The last time I worked on my novel was…

I don’t know.

We don’t have time for me to tell you the whole story, but I turned up sick on October 9, 2020 and haven’t been back to my old self since. I’m better, but I have good days and bad days and too many doctor appointments as I work through what’s going on and how to treat my issues. (No, it’s not Covid.)

But whether it lasts days, months, or years, nearly every writer has had their plans interrupted by illness. How can you still make progress when you don’t feel well? Here are a few ways to keep moving forward.

Take Care of Yourself

Taking a break and caring for your health may seem like stagnation of your writing plans. However, it’s actually moving forward, because if you don’t care for yourself, you’ll get less done in the end.

At times, I’ve felt bad, tried to push through, and ended up spending three hours completing a task that would have taken an hour if I’d only waited until I felt better. I understand the frustration of wanting to get things done, but it’s vital to work smart when you don’t have full energy reserves.

Your best option may be to set your manuscript aside and spend time in the fresh air, grab a nap, or take an Epsom salt bath. Prioritize feeling better so that you’ll have the energy and focus to work on your book when you can.

Study Your Craft

If you can’t work on your book, read someone else’s. Or watch movies or TV series, noting story structure, great dialogue, and setting details. Take a Masterclass or a writing class online. Read blog posts about writing (WITS has a lot of great content!).

When my mind tuned out of my book, I tuned into Netflix, Amazon Prime, and audiobooks, sampling shows and books that made for wonderful entertainment and learning experiences.

While you’re having to take it easy, pick up some great lessons that you can later use to write or edit your novel.

▶ [Listed entries]:

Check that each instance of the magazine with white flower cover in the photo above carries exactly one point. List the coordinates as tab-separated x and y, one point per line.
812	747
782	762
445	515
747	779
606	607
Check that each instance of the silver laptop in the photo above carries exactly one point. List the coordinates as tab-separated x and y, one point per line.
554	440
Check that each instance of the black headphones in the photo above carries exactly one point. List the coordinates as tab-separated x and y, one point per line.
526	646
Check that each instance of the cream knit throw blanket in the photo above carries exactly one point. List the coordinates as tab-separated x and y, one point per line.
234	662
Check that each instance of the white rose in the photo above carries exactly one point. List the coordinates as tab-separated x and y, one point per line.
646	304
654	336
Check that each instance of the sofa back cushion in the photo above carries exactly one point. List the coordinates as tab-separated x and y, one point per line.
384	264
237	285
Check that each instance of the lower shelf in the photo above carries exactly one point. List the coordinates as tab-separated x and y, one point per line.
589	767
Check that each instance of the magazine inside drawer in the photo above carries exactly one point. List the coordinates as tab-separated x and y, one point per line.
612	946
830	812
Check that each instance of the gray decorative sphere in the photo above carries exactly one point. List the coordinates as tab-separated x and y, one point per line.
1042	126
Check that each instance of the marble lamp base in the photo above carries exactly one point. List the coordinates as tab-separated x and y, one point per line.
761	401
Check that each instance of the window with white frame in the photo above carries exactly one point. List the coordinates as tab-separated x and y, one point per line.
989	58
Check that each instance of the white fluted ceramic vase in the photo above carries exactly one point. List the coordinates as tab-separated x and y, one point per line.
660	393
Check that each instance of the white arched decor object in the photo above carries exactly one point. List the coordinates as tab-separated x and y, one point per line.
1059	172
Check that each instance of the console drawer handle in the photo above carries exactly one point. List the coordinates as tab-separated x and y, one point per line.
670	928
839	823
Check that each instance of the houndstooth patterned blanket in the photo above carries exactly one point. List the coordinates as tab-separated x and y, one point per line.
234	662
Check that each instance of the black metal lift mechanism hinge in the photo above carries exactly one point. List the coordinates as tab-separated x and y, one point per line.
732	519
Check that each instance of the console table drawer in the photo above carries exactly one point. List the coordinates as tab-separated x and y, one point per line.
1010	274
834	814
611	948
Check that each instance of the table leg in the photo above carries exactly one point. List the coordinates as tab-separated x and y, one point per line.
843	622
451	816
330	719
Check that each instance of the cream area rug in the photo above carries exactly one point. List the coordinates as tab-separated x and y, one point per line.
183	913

--

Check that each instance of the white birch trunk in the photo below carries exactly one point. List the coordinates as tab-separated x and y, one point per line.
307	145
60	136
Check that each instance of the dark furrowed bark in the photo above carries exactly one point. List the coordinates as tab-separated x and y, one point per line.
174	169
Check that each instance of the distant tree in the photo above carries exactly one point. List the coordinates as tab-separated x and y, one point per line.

...

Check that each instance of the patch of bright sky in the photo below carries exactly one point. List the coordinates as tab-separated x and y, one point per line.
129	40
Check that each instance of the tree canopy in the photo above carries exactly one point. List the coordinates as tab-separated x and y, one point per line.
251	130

▶ [Exercise prompt]:
Copy the passage in the excerpt on writing through illness that opens with "When my mind" and closes with "and learning experiences.", substituting "Hulu" for "Netflix".

▶ [Response for this exercise]:
When my mind tuned out of my book, I tuned into Hulu, Amazon Prime, and audiobooks, sampling shows and books that made for wonderful entertainment and learning experiences.